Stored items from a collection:
----------------------------------------
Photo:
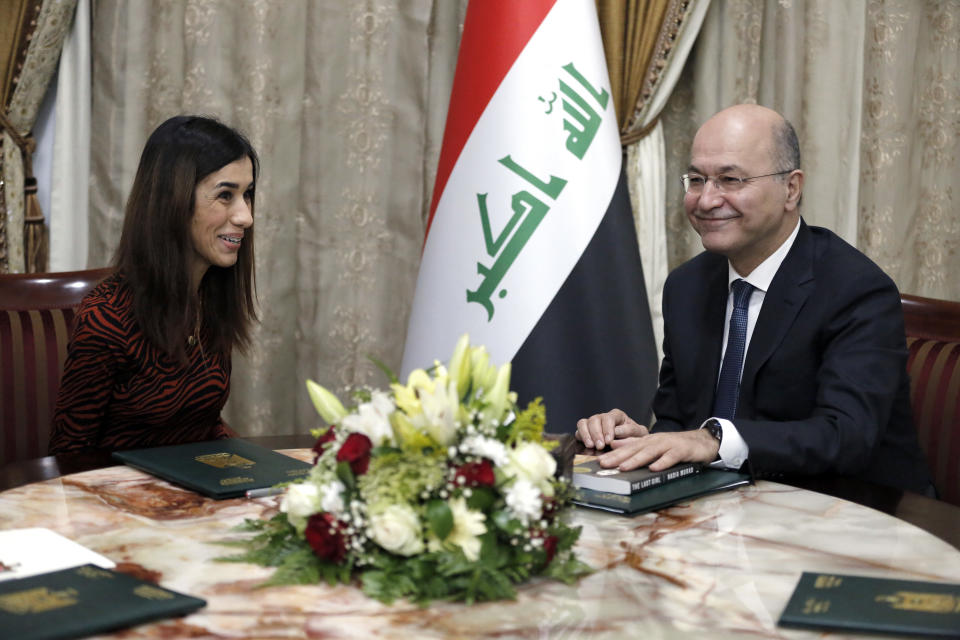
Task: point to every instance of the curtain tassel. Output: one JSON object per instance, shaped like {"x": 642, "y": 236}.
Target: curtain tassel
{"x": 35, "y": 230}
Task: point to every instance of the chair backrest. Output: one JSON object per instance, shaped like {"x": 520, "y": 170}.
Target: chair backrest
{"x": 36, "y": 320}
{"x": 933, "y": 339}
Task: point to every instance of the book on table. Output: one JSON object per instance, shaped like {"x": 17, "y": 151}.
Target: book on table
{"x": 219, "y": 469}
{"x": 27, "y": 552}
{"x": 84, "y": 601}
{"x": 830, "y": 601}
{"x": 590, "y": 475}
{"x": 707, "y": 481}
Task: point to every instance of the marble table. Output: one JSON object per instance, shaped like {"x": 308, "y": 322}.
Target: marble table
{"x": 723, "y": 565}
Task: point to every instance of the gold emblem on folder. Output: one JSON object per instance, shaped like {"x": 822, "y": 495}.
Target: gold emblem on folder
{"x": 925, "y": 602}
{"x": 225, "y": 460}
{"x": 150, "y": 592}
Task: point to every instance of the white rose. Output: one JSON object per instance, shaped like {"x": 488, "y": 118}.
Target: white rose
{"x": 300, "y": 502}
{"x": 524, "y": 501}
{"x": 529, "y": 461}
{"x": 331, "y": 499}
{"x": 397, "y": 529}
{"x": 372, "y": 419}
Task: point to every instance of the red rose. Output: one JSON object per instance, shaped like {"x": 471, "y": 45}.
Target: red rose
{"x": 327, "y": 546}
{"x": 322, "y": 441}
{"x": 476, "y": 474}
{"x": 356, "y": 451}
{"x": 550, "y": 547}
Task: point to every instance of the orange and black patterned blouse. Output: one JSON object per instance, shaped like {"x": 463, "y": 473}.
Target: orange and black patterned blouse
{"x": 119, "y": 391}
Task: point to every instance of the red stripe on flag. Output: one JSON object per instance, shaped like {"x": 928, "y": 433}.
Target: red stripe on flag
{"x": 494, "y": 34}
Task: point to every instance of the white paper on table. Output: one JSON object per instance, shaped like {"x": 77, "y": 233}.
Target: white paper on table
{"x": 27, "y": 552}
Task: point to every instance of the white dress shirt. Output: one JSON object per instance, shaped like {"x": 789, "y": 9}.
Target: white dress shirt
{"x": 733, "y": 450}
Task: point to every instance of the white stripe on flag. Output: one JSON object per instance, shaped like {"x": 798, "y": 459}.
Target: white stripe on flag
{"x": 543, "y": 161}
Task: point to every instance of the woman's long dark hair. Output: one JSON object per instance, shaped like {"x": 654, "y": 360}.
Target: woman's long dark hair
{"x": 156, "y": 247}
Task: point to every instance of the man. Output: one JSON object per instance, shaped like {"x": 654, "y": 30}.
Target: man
----------------------------------------
Take the listing above and print it exactly, apart from the pictures.

# Response to this task:
Photo:
Task: point to every instance of the curtain tassel. Output: one JSON object per instance, shaped like {"x": 642, "y": 236}.
Target: curtain tassel
{"x": 35, "y": 230}
Task: point to every instance of the chair backrest. Output: one JSON object per instance, shaped like {"x": 520, "y": 170}.
Target: chair backrest
{"x": 36, "y": 320}
{"x": 933, "y": 339}
Task: point to every instance of the book on table. Output: one JSON object per instance, shaped like {"x": 17, "y": 151}.
Target: book on table
{"x": 219, "y": 469}
{"x": 27, "y": 552}
{"x": 84, "y": 601}
{"x": 830, "y": 601}
{"x": 590, "y": 475}
{"x": 707, "y": 481}
Task: point to every instance of the marble table. Output: one JSON object per instance, shaped like {"x": 308, "y": 322}.
Target: marble table
{"x": 723, "y": 565}
Task: point to every instance of the gold emblem on folder. Output: one JSON object per instance, shaped like {"x": 822, "y": 495}.
Target: gold emblem on folder
{"x": 925, "y": 602}
{"x": 225, "y": 460}
{"x": 150, "y": 592}
Task: point to every instance of the white rose. Output: one JSON object per instance, shaped like {"x": 488, "y": 118}.
Target: white rose
{"x": 300, "y": 502}
{"x": 524, "y": 501}
{"x": 529, "y": 461}
{"x": 331, "y": 499}
{"x": 397, "y": 529}
{"x": 372, "y": 419}
Task: point to every instance of the red rose. Output: one JSON object per instance, shaped like {"x": 471, "y": 45}.
Target: red rose
{"x": 327, "y": 546}
{"x": 322, "y": 441}
{"x": 476, "y": 474}
{"x": 356, "y": 451}
{"x": 550, "y": 547}
Task: point to every instance of the orange and black patterned blouse. Output: one JSON object per instance, shaped like {"x": 463, "y": 473}.
Target: orange and black patterned blouse
{"x": 119, "y": 391}
Task: point to every instance of the red stripe on flag. Output: one JSON object per instance, shaped like {"x": 928, "y": 433}.
Target: red stripe on flag
{"x": 494, "y": 34}
Task: point to every instance of the white paper on table. Output: one JSON object per instance, shaped like {"x": 77, "y": 233}.
Target: white paper on table
{"x": 27, "y": 552}
Task: point to every instance of the white dress shirt. Output: one JSON object per instance, shaped like {"x": 789, "y": 9}.
Target: white dress shirt
{"x": 733, "y": 450}
Task: point to every instance of the white stripe on flag. Output: one JSON object per instance, shaped like {"x": 798, "y": 459}.
Target: white stripe on flag
{"x": 543, "y": 161}
Task: point to every instance of the woman's long dark hair. Output: one JSON object per instance, shaped like {"x": 654, "y": 360}.
Target: woman's long dark hair
{"x": 156, "y": 247}
Task: point to every instance of the man. Output: one JSON object per instance, shaped like {"x": 654, "y": 30}.
Target: man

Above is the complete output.